===== Given information =====

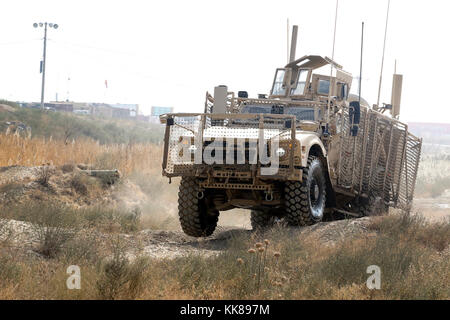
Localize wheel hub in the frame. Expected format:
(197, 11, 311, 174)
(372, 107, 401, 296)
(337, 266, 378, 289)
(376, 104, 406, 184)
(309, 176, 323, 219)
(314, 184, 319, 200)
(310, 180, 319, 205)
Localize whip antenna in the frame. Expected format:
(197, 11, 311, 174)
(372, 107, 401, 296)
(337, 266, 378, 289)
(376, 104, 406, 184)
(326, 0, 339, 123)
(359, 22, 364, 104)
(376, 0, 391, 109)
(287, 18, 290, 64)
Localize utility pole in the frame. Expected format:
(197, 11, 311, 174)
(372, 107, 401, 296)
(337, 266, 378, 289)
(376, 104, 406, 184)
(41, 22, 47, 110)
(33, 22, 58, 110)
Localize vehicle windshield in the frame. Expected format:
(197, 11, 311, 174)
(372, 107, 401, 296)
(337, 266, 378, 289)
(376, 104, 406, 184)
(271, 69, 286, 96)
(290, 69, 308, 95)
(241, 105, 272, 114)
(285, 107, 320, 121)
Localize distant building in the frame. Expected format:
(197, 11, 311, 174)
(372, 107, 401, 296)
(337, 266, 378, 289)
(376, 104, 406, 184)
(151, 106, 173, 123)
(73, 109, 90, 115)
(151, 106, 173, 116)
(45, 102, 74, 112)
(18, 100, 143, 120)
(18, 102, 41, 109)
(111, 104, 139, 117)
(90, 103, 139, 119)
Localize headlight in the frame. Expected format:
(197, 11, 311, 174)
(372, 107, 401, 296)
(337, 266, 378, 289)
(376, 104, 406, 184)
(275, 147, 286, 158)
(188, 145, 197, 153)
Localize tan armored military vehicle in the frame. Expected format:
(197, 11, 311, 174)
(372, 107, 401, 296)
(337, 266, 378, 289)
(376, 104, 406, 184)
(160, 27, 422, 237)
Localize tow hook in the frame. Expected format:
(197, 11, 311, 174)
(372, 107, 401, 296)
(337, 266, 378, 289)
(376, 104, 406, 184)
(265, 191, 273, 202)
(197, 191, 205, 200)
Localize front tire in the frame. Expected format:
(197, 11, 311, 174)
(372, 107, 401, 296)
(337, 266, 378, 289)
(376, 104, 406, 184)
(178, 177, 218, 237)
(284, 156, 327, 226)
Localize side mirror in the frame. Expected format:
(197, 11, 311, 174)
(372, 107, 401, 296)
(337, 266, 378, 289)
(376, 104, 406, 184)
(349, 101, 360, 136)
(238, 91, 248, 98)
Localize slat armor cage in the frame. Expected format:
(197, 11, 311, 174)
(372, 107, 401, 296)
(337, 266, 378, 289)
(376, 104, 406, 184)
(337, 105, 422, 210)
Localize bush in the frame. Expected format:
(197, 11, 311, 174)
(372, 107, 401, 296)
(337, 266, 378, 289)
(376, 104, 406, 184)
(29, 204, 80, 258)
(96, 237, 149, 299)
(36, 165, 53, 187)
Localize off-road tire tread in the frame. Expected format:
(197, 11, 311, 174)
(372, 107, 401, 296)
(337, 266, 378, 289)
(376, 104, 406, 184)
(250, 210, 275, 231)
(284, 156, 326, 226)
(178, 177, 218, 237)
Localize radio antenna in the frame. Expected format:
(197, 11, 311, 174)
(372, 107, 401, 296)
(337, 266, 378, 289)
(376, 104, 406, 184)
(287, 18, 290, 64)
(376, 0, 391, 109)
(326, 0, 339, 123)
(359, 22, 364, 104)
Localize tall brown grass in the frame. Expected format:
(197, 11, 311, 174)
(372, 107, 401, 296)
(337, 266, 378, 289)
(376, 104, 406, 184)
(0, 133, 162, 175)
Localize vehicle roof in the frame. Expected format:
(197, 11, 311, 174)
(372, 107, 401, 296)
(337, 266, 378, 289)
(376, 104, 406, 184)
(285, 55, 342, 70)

=====
===== Given information =====

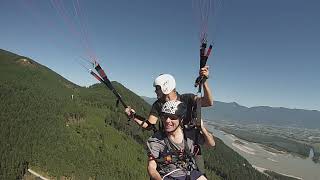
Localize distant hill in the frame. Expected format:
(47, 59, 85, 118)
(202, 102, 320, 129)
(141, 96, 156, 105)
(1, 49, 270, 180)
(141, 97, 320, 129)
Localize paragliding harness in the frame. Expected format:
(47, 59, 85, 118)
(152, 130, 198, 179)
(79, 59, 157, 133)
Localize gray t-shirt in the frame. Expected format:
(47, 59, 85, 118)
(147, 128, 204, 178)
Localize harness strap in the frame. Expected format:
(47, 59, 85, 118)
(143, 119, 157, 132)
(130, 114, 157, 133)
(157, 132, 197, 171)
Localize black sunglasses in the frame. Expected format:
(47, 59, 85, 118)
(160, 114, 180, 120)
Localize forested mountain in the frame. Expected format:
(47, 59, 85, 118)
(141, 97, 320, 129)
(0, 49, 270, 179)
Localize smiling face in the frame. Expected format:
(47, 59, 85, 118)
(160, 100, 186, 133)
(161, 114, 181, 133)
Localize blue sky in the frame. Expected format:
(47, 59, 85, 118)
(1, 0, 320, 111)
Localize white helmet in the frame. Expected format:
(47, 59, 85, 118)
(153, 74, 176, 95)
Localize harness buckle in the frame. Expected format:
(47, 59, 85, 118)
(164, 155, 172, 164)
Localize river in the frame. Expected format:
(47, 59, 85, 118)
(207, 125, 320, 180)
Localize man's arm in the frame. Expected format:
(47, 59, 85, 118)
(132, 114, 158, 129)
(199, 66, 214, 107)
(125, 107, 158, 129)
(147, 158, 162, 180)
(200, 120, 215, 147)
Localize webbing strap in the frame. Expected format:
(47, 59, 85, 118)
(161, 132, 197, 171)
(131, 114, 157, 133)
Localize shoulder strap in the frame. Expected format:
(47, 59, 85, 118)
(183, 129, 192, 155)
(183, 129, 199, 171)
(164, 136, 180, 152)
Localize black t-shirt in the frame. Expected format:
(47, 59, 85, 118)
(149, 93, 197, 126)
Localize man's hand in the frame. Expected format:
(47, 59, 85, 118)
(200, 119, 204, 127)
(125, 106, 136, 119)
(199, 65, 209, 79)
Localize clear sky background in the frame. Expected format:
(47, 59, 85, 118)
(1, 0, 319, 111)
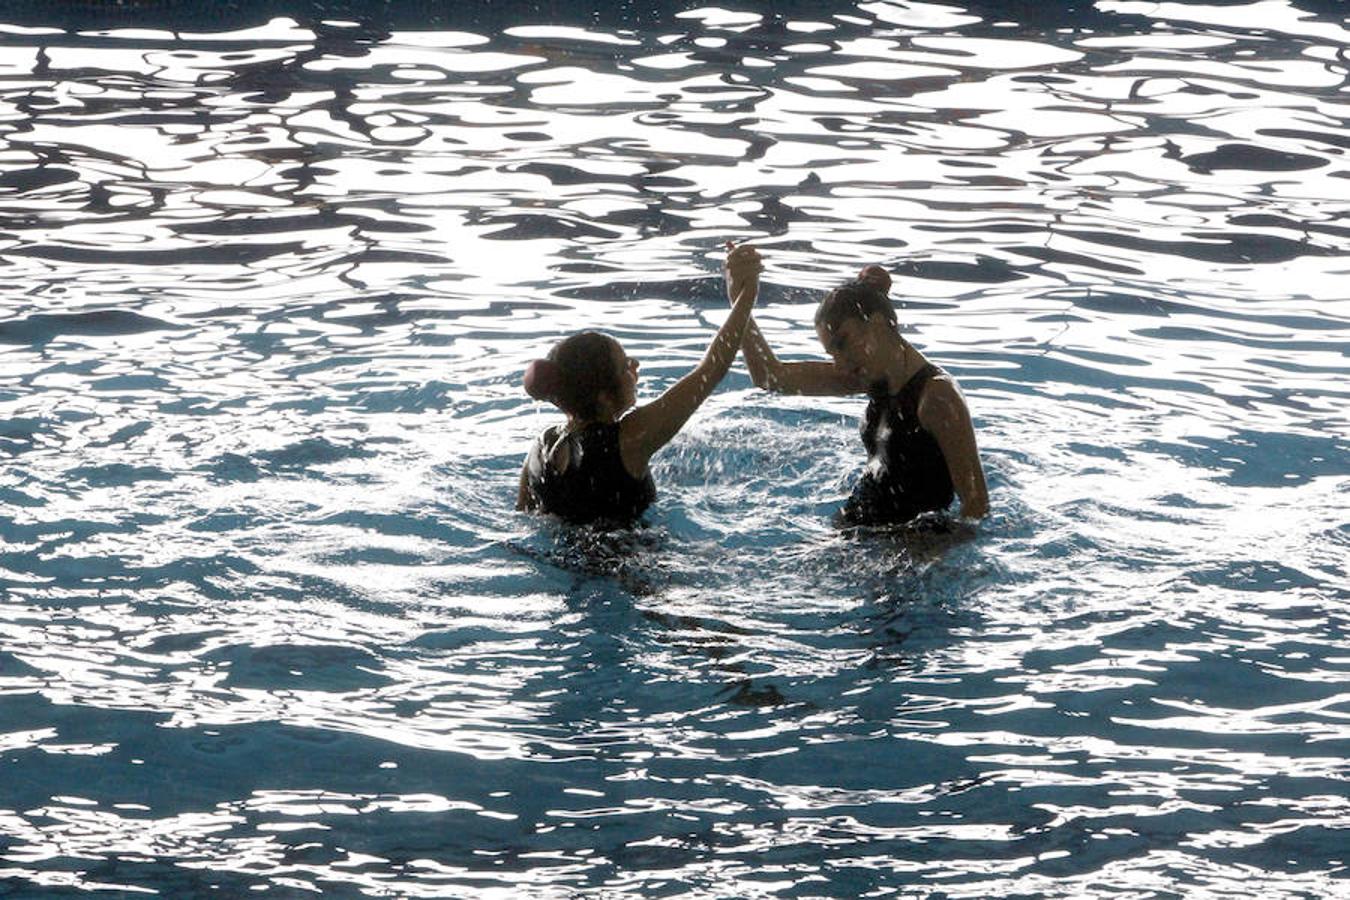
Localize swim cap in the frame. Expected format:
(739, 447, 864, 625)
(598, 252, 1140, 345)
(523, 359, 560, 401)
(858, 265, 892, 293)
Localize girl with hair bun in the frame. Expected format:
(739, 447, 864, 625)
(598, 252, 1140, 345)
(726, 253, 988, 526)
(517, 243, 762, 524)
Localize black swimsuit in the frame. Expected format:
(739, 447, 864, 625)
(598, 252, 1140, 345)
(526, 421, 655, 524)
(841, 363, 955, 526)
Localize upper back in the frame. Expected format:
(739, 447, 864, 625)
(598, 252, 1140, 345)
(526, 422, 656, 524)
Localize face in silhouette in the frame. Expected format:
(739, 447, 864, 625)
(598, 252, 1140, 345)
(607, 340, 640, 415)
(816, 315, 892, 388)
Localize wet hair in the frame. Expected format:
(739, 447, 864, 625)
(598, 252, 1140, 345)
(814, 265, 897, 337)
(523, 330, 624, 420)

=====

Say, as a number only, how many lines of the data contain "vehicle".

3